◆ SHORT PROBLEM ◆
Give back verbatim the lines from the one containing "Reviewer note: confirm that each instance of the chrome door" up to and including the one containing "column 555, row 274".

◆ EXTRACTED MATERIAL ◆
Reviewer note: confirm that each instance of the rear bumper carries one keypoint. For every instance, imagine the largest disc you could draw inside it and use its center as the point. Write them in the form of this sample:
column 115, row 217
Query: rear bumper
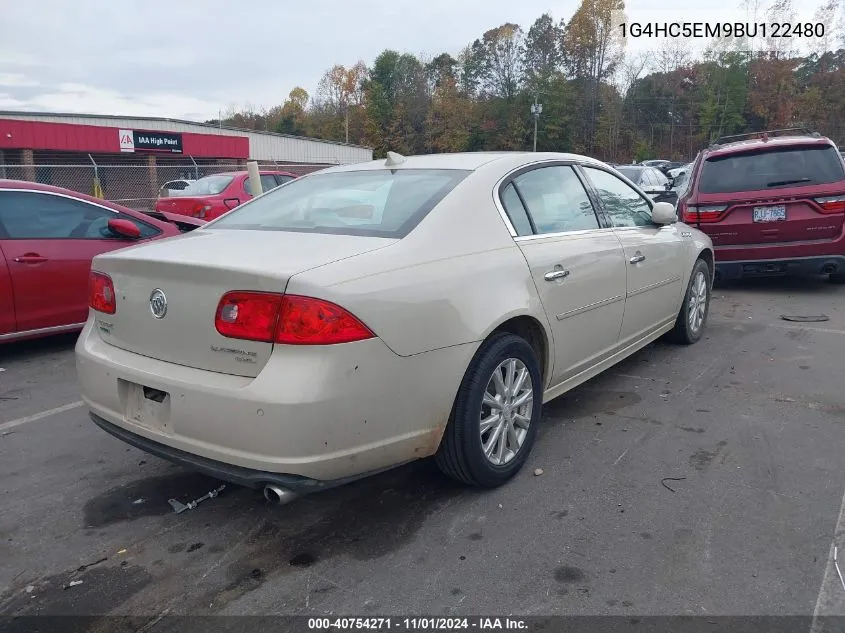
column 311, row 414
column 798, row 266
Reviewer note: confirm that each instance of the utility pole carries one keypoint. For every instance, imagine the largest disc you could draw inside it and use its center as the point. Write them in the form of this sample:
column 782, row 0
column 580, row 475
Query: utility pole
column 536, row 110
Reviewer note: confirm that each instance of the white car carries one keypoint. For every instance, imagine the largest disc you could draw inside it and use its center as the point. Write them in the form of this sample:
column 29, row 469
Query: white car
column 373, row 314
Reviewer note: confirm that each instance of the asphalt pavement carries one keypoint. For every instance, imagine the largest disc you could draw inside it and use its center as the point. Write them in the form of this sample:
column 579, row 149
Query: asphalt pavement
column 703, row 480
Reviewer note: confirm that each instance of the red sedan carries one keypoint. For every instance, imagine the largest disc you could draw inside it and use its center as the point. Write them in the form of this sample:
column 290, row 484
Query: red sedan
column 212, row 196
column 48, row 237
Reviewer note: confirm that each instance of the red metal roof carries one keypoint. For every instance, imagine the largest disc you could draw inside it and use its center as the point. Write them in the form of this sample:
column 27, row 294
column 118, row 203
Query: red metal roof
column 69, row 137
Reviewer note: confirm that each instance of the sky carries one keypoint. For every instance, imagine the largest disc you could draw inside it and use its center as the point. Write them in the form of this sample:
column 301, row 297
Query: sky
column 190, row 59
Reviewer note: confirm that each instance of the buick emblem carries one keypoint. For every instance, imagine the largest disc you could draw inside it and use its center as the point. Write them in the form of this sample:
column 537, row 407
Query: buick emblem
column 158, row 303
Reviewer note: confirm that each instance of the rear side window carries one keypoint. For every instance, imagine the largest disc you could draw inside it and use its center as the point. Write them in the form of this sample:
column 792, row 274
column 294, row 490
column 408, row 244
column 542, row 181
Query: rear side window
column 29, row 215
column 556, row 200
column 268, row 181
column 516, row 211
column 771, row 169
column 374, row 203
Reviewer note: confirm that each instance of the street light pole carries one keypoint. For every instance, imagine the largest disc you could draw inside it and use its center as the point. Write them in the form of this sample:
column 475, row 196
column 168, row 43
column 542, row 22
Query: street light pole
column 536, row 109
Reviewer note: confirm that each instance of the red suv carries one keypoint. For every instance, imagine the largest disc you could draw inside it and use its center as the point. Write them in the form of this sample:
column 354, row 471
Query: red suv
column 212, row 196
column 773, row 205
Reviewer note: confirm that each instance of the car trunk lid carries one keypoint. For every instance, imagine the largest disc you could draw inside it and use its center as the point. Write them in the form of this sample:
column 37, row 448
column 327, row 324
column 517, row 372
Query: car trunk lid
column 193, row 272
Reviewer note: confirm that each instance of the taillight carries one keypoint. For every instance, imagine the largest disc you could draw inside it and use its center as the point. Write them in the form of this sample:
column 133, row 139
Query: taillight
column 309, row 321
column 200, row 209
column 287, row 319
column 101, row 293
column 248, row 315
column 832, row 204
column 703, row 214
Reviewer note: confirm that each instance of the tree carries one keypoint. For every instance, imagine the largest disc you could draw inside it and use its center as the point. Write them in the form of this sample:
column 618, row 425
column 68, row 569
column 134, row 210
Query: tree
column 594, row 47
column 502, row 72
column 542, row 55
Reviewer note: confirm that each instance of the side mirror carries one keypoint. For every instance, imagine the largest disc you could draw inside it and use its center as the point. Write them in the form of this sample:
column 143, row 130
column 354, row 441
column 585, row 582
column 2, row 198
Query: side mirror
column 124, row 228
column 663, row 213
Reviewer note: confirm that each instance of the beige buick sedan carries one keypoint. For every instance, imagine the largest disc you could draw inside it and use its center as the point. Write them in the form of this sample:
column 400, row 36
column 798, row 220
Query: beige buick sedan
column 373, row 314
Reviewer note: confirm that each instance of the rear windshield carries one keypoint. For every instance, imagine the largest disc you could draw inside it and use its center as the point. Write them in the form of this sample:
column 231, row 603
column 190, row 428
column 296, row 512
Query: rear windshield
column 631, row 173
column 375, row 203
column 208, row 186
column 771, row 169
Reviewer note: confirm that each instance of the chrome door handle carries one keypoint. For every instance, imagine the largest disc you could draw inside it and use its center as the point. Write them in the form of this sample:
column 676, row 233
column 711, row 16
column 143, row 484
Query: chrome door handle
column 555, row 274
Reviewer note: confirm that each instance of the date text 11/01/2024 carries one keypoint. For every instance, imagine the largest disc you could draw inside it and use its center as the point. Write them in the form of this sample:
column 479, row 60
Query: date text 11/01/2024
column 417, row 624
column 723, row 29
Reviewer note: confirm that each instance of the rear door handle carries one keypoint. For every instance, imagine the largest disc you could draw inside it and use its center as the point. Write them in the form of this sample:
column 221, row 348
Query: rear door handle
column 30, row 258
column 552, row 275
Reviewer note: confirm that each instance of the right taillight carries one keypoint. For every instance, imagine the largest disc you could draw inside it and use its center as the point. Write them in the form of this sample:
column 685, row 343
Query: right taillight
column 286, row 319
column 101, row 293
column 831, row 204
column 703, row 214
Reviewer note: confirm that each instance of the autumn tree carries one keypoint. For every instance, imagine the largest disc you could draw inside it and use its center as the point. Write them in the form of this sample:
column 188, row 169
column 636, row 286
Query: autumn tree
column 502, row 63
column 594, row 47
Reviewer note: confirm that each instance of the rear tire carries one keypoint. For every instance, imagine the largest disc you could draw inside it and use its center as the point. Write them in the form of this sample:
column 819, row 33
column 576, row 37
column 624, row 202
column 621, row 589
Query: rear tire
column 696, row 306
column 494, row 420
column 836, row 278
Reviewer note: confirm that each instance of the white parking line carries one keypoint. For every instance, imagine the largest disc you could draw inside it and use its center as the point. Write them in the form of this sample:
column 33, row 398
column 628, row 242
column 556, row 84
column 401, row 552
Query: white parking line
column 831, row 598
column 39, row 416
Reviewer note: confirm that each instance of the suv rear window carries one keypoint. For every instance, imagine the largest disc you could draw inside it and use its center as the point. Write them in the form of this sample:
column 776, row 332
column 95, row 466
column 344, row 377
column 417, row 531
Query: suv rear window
column 374, row 203
column 771, row 169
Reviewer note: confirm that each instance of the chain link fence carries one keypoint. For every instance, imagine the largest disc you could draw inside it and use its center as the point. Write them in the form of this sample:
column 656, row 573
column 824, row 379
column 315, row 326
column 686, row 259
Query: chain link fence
column 135, row 186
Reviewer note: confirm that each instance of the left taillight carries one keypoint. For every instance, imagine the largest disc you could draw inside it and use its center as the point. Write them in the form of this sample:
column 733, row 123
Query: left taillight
column 101, row 293
column 831, row 204
column 286, row 319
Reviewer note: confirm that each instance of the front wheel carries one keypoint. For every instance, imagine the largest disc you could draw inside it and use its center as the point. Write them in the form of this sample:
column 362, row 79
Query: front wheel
column 696, row 306
column 496, row 414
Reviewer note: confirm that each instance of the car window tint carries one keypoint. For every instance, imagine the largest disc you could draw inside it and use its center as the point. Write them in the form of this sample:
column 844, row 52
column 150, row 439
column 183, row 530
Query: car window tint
column 370, row 202
column 623, row 205
column 771, row 169
column 268, row 182
column 556, row 200
column 32, row 215
column 516, row 211
column 208, row 185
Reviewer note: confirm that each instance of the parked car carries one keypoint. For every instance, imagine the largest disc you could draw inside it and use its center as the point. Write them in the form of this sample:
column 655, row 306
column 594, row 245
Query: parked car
column 773, row 205
column 212, row 196
column 48, row 237
column 652, row 181
column 174, row 187
column 372, row 314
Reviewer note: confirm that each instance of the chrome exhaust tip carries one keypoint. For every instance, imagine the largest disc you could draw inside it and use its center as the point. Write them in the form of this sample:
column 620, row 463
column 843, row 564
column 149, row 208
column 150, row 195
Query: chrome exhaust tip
column 277, row 495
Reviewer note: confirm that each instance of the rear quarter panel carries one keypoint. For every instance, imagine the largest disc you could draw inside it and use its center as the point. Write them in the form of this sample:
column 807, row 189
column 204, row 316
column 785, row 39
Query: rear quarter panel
column 7, row 299
column 451, row 281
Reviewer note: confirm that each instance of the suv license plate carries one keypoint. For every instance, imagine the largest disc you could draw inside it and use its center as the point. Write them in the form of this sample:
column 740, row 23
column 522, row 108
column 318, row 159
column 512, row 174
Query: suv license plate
column 770, row 214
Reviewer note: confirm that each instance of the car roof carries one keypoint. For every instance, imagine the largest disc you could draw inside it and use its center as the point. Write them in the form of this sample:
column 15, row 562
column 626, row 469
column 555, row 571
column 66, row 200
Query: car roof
column 749, row 145
column 467, row 161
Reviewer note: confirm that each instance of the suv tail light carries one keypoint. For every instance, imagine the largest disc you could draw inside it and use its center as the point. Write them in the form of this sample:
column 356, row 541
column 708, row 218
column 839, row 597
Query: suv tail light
column 101, row 293
column 287, row 319
column 832, row 204
column 703, row 214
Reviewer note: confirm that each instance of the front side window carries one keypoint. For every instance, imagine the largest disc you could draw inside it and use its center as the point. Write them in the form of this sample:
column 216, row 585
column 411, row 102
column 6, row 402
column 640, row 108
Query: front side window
column 556, row 200
column 376, row 203
column 623, row 204
column 30, row 215
column 208, row 185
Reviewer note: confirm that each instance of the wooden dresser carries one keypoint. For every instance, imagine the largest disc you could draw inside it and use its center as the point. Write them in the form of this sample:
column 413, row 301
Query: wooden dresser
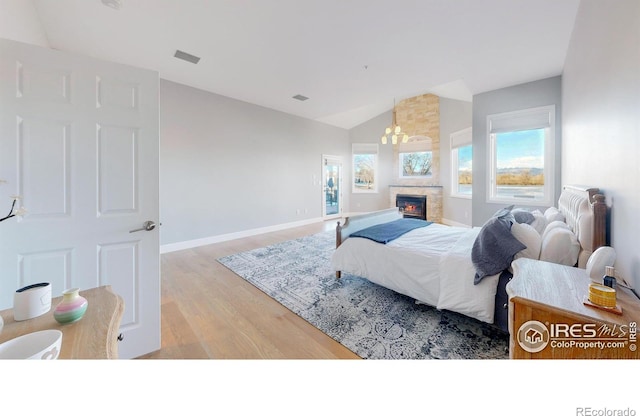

◆ OUTPUT ◆
Reviewer note: confirm that each instance of the chrome door handle carries one keypoint. For every instance, imagine the largest disc you could draw inside it and use its center as the point. Write them in the form of this sample:
column 676, row 233
column 711, row 16
column 143, row 484
Query: chrome door handle
column 555, row 274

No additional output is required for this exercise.